=== STORED DATA ===

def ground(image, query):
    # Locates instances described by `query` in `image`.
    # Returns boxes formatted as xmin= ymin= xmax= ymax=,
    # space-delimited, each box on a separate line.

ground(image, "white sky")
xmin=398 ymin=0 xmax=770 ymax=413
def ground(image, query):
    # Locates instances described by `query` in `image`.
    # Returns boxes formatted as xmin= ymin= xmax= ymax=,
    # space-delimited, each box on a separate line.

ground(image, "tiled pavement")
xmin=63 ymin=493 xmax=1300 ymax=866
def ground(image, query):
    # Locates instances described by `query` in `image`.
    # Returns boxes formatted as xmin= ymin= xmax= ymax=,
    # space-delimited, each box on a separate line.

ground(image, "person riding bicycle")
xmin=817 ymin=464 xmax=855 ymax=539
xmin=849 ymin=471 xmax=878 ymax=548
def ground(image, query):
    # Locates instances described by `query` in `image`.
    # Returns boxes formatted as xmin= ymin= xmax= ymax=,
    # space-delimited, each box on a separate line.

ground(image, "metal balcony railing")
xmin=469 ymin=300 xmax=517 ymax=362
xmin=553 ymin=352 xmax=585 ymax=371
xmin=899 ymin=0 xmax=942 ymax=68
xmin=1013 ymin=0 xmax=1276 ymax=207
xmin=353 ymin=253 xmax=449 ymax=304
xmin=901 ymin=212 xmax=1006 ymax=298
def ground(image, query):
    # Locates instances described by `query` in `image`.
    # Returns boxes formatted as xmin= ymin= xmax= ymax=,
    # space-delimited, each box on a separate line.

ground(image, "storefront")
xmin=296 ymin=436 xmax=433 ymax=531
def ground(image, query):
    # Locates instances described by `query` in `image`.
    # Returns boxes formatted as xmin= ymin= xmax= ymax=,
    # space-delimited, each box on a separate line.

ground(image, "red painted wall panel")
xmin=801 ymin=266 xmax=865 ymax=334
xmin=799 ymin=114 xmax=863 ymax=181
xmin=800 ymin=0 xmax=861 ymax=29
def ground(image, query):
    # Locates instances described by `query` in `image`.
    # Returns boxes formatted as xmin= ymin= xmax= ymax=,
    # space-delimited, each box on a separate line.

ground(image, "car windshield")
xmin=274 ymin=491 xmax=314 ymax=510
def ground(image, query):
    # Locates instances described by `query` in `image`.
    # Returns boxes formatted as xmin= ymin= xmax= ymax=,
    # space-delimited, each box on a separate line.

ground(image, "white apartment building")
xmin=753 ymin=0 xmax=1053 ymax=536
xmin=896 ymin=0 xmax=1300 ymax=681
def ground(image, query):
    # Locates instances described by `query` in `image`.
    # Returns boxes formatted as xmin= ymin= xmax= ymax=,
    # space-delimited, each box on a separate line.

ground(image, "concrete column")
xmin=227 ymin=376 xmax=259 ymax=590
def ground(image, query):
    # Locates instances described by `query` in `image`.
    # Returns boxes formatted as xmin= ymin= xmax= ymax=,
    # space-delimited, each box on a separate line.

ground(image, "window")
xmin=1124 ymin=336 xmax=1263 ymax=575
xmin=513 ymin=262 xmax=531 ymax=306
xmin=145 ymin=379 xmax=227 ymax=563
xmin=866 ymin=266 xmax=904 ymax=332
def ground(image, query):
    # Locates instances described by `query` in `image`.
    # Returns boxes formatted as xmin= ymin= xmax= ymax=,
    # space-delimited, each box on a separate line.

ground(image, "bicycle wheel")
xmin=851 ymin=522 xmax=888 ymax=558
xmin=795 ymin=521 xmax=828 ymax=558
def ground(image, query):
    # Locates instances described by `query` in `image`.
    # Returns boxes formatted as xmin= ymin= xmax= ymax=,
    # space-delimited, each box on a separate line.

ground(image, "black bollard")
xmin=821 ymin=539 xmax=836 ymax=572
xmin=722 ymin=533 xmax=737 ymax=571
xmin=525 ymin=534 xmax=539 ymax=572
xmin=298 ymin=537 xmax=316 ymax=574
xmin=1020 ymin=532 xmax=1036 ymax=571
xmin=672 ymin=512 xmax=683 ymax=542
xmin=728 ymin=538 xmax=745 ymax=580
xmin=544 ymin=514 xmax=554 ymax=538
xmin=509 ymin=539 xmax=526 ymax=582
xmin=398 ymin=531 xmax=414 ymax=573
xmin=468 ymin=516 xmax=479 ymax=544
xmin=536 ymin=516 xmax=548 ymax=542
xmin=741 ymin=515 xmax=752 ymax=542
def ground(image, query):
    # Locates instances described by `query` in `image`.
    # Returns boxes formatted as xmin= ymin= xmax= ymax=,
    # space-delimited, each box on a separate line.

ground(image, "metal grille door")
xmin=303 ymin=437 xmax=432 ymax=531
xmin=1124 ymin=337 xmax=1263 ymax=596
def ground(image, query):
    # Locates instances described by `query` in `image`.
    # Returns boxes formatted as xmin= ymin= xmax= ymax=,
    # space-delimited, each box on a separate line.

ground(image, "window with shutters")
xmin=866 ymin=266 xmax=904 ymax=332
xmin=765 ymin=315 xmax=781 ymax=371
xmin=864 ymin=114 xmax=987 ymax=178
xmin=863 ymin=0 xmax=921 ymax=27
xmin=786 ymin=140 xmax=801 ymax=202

===

▶ **TASK OBJECTIVE**
Copy out all the entries shown above, character for character.

▶ **WRITTEN SOLUTION**
def ground(image, query):
    # Locates instances described by `query` in `image`.
    # Returns boxes formatted as xmin= ymin= xmax= ymax=,
    # space-delimited, each box on a separate line.

ground(image, "white sky")
xmin=398 ymin=0 xmax=770 ymax=413
def ground(image, query):
    # Locates instances described by `query` in `image`.
    # Returns boxes formatted as xmin= ymin= xmax= ymax=,
    # space-delimited, each box on a separate line.

ground(image, "tiled pavement")
xmin=63 ymin=493 xmax=1300 ymax=866
def ground(image, query):
    # Locates instances described by `query` in `image`.
    # Returns boxes formatted as xmin= ymin= xmax= ymax=,
    # space-delimited, each box on a separate line.

ground(image, "person riding bicycle")
xmin=817 ymin=464 xmax=855 ymax=539
xmin=849 ymin=471 xmax=878 ymax=548
def ground(image, query):
    # Locates instances described by `query` in `image`.
    # Returns boxes formatted as xmin= ymin= xmax= ymax=,
    # space-delimited, each box on a separate line.

ground(image, "metal balcony railing")
xmin=469 ymin=300 xmax=517 ymax=362
xmin=553 ymin=352 xmax=585 ymax=371
xmin=899 ymin=0 xmax=942 ymax=68
xmin=1013 ymin=0 xmax=1276 ymax=207
xmin=353 ymin=253 xmax=449 ymax=304
xmin=901 ymin=212 xmax=1006 ymax=298
def ground(image, query):
    # Locates instances described by `query` in `image`.
    # Returns boxes formatted as xmin= ymin= xmax= ymax=,
    # space-delimited, each box on a separate line.

ground(image, "storefront")
xmin=296 ymin=436 xmax=433 ymax=531
def ground(image, query):
    # Locates instances described by `query` in `image`.
    # Returns boxes formatted as xmin= ymin= xmax= ymax=,
    # space-delimited, each box on a separate line.

ground(image, "red painted wall panel")
xmin=801 ymin=266 xmax=865 ymax=334
xmin=799 ymin=114 xmax=863 ymax=181
xmin=800 ymin=0 xmax=861 ymax=29
def ground(image, query):
    # Locates instances described by `query` in `image`.
    # Returns boxes formatted as xmin= ymin= xmax= ymax=,
    # space-delimited, each box on a separate line.

ground(image, "car windshield")
xmin=274 ymin=491 xmax=314 ymax=510
def ground(image, query):
    # Locates instances described by `query` in `image`.
    # Returns boxes formatted as xmin= ymin= xmax= ymax=,
    # space-delimited, each box on a separate line.

ground(image, "white apartment building")
xmin=753 ymin=0 xmax=1053 ymax=536
xmin=896 ymin=0 xmax=1300 ymax=681
def ground(image, query):
    # Locates instances described by `query` in `image`.
    # Returns boxes formatted as xmin= ymin= xmax= ymax=,
    # space-delimited, each box on a separate line.

ground(image, "concrete column")
xmin=227 ymin=376 xmax=259 ymax=590
def ground(image, query):
    # Locates instances described by `query` in `image`.
    # Returns boxes formatted as xmin= ymin= xmax= ymax=,
    # space-delimited, each box on a separate line.

ground(image, "window")
xmin=1124 ymin=336 xmax=1263 ymax=575
xmin=513 ymin=262 xmax=531 ymax=306
xmin=145 ymin=379 xmax=227 ymax=563
xmin=866 ymin=266 xmax=904 ymax=332
def ground(image, query):
    # Locates instances described by `query` in `image`.
    # Returns boxes formatted as xmin= ymin= xmax= ymax=,
    # space-delimited, each box on a separate line.

ground(image, "bicycle wheel")
xmin=851 ymin=522 xmax=888 ymax=558
xmin=795 ymin=521 xmax=828 ymax=558
def ground(image, query):
    # Locates instances described by `query` in `image`.
    # Returns boxes formatted as xmin= ymin= xmax= ymax=,
    # space-delimited, each box on a separate line.

ground(image, "black bollard")
xmin=821 ymin=539 xmax=836 ymax=572
xmin=722 ymin=533 xmax=737 ymax=571
xmin=525 ymin=534 xmax=539 ymax=572
xmin=298 ymin=537 xmax=316 ymax=574
xmin=1020 ymin=532 xmax=1036 ymax=571
xmin=672 ymin=512 xmax=683 ymax=542
xmin=728 ymin=538 xmax=745 ymax=580
xmin=544 ymin=514 xmax=554 ymax=538
xmin=509 ymin=539 xmax=526 ymax=582
xmin=398 ymin=531 xmax=414 ymax=573
xmin=468 ymin=516 xmax=479 ymax=544
xmin=536 ymin=516 xmax=548 ymax=542
xmin=741 ymin=515 xmax=752 ymax=542
def ground(image, query):
    # Locates instances described by `query` in `image`.
    # Returns boxes formatted as xmin= ymin= xmax= ymax=,
    # space-delimited, each box on a separate line.

ground(image, "metal grille door")
xmin=303 ymin=437 xmax=432 ymax=531
xmin=1124 ymin=337 xmax=1263 ymax=596
def ground(image, query):
    # Locates instances described by `query` in `image`.
    # Returns boxes formatted as xmin= ymin= xmax= ymax=,
    # space-delimited, each box on a separate line.

ground(image, "window with shutters")
xmin=866 ymin=266 xmax=904 ymax=332
xmin=765 ymin=315 xmax=781 ymax=371
xmin=864 ymin=114 xmax=987 ymax=178
xmin=863 ymin=0 xmax=921 ymax=27
xmin=786 ymin=140 xmax=801 ymax=202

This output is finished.